** Task details **
Edit the data in the stretch from the line containing "of the patterned" through the line containing "[[7, 228], [68, 225]]" so that "deepest" becomes "innermost", and return only those lines with nothing else altered.

Excerpts of pointing data
* * * * * * * * *
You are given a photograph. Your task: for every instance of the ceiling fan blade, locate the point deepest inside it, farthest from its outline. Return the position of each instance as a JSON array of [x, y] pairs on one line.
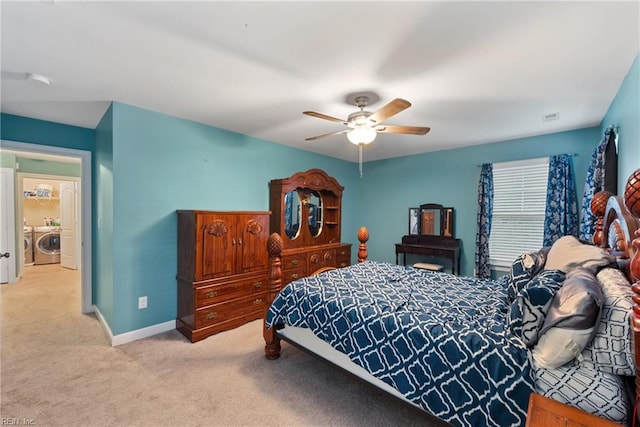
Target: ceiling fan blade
[[324, 116], [392, 108], [326, 135], [412, 130]]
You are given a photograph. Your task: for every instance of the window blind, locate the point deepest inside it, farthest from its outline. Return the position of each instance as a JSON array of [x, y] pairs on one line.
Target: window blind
[[519, 198]]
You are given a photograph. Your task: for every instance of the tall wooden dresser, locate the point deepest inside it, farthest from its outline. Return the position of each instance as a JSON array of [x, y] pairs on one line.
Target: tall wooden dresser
[[222, 270]]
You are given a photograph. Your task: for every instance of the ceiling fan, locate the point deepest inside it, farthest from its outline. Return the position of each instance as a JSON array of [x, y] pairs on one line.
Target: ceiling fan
[[13, 75], [363, 126]]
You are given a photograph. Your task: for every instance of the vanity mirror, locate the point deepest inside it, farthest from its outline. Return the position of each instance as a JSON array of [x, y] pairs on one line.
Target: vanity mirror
[[435, 220]]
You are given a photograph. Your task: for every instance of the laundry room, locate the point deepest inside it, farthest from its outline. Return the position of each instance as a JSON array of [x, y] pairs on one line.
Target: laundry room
[[46, 203], [41, 219]]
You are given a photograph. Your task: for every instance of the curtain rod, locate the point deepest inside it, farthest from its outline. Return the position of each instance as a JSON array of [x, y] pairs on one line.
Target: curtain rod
[[519, 160]]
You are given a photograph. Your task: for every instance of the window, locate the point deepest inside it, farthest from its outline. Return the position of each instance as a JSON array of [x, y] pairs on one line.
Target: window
[[519, 198]]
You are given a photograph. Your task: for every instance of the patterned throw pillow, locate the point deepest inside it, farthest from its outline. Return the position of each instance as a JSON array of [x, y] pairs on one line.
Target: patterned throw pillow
[[611, 349], [531, 304]]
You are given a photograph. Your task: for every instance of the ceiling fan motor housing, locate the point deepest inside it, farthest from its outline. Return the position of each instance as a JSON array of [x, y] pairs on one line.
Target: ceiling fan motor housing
[[359, 118]]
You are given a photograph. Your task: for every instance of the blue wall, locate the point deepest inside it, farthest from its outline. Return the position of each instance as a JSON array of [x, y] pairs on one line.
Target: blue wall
[[146, 165], [23, 129], [624, 112], [160, 164], [450, 178]]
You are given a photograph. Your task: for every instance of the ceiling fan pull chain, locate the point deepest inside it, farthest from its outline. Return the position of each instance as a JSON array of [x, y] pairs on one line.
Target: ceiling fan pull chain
[[360, 158]]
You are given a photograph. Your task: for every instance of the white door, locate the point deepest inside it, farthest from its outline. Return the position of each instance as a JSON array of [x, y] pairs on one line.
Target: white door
[[7, 228], [68, 225]]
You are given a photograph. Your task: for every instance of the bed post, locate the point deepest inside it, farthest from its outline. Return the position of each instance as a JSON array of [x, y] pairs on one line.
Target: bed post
[[274, 248], [632, 201], [598, 208], [363, 236]]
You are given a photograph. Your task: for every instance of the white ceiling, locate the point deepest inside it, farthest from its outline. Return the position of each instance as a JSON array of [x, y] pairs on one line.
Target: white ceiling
[[475, 72]]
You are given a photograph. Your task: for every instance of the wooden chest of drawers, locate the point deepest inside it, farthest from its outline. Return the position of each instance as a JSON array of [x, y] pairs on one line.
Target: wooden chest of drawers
[[222, 270], [302, 262]]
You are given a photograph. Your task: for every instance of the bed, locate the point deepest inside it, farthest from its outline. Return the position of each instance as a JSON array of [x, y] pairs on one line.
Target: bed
[[471, 351]]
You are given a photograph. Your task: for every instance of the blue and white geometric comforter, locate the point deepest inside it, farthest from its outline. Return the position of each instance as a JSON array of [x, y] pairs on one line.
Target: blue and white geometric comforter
[[441, 340]]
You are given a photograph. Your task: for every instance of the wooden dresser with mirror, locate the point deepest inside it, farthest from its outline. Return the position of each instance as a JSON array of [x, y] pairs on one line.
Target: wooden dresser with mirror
[[431, 234], [306, 212]]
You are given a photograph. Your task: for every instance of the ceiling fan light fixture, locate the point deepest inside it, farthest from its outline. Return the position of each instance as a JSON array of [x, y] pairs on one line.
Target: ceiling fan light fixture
[[361, 135]]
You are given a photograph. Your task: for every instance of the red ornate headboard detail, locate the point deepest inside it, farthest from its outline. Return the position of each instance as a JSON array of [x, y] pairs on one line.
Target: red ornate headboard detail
[[625, 224]]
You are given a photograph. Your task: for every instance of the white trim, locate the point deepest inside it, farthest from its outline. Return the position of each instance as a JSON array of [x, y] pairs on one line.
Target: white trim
[[14, 246], [85, 189], [131, 336]]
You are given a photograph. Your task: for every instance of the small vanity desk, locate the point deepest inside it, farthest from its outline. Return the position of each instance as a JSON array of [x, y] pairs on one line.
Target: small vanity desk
[[434, 235]]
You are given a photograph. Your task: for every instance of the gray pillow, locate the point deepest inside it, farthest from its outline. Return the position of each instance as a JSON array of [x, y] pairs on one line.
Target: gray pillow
[[572, 320], [567, 253]]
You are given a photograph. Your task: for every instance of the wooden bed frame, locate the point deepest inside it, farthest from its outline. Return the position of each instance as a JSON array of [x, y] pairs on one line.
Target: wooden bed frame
[[617, 229]]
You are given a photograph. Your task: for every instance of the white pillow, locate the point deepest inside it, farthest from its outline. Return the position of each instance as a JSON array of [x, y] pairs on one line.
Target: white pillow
[[567, 253], [558, 346]]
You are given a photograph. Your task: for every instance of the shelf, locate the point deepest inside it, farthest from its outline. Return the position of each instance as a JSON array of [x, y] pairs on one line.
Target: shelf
[[41, 198]]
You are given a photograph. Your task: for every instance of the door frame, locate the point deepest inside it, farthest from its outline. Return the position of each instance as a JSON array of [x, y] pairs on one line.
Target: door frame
[[85, 209], [8, 222]]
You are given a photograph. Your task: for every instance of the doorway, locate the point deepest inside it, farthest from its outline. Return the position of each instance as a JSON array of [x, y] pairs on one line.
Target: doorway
[[83, 246]]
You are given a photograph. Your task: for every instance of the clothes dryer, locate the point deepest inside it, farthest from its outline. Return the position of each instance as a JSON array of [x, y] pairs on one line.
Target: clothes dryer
[[46, 248]]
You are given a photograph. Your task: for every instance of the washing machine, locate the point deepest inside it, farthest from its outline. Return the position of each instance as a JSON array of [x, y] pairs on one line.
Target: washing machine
[[28, 244], [46, 245]]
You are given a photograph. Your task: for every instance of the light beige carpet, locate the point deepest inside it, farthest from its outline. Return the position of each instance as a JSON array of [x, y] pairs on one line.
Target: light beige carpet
[[58, 369]]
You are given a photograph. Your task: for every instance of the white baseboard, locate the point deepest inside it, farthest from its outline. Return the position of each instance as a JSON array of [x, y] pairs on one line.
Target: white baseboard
[[138, 334]]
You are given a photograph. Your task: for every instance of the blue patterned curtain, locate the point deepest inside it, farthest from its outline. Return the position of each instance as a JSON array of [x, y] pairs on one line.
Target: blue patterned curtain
[[485, 209], [596, 180], [561, 211]]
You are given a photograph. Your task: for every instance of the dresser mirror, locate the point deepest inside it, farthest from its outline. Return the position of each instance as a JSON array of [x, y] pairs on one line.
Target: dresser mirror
[[314, 212], [292, 214], [435, 220]]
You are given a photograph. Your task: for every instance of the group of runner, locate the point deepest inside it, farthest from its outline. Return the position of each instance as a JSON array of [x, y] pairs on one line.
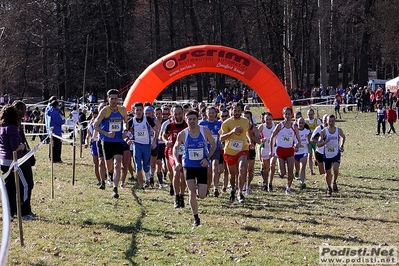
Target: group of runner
[[196, 146]]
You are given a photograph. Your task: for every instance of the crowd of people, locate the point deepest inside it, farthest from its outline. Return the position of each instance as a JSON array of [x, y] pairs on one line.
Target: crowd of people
[[193, 145]]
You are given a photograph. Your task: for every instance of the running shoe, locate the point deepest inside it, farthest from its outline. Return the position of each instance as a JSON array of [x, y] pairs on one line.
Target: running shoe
[[335, 187], [241, 198], [177, 202], [197, 222], [115, 193], [232, 195], [248, 191], [181, 201]]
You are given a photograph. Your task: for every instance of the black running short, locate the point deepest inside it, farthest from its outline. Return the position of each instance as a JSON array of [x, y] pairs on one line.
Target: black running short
[[194, 172], [161, 151], [252, 154], [154, 152], [319, 157]]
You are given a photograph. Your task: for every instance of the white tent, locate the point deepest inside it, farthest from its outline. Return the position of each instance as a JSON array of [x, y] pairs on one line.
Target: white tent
[[392, 85]]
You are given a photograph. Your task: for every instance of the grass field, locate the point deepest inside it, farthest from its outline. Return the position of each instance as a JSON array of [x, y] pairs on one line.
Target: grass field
[[83, 225]]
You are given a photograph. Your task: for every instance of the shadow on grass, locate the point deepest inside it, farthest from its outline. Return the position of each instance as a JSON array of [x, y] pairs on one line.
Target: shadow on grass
[[377, 178], [324, 237]]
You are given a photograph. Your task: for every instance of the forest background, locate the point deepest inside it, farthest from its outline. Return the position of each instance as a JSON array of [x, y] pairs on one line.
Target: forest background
* * * * * * * * *
** Output for this task **
You are given a photograph. Your task: for every instance of the patterned throw pillow, locate the point innermost inside it, farthest from its outline. Return the position of each instance as a JSON array of [x, y] pairs on one line.
Target: patterned throw pillow
[[611, 349], [531, 304]]
You are given a photograph. Your task: for every instance of the ceiling fan motor housing, locate the point innermost inside it, farthest from its outline. Return the position of each instance as a JSON array of [x, y] pairs on one line.
Target: ceiling fan motor housing
[[359, 118]]
You are given a photograph. Your task: for every instance of the blue wall, locate the point innermost inside it, farthest from its outline. Return the position of each instance as a JSON array of [x, y] pairs on one line.
Target: blue wall
[[146, 165], [23, 129], [624, 112], [160, 164], [450, 178]]
You are given a photograph. Your task: for every instance of the ceiling fan pull chain, locate the point innermost inside it, farthest from its outline. Return the position of each instance as a JSON array of [x, y] pairs on one line.
Target: ceiling fan pull chain
[[360, 158]]
You are given a photograph. Your task: for every instance of the white door, locate the point innermost inside it, farthest from its outline. Return the position of each instance as a JSON array of [x, y] pairs on one line.
Target: white door
[[7, 228], [68, 225]]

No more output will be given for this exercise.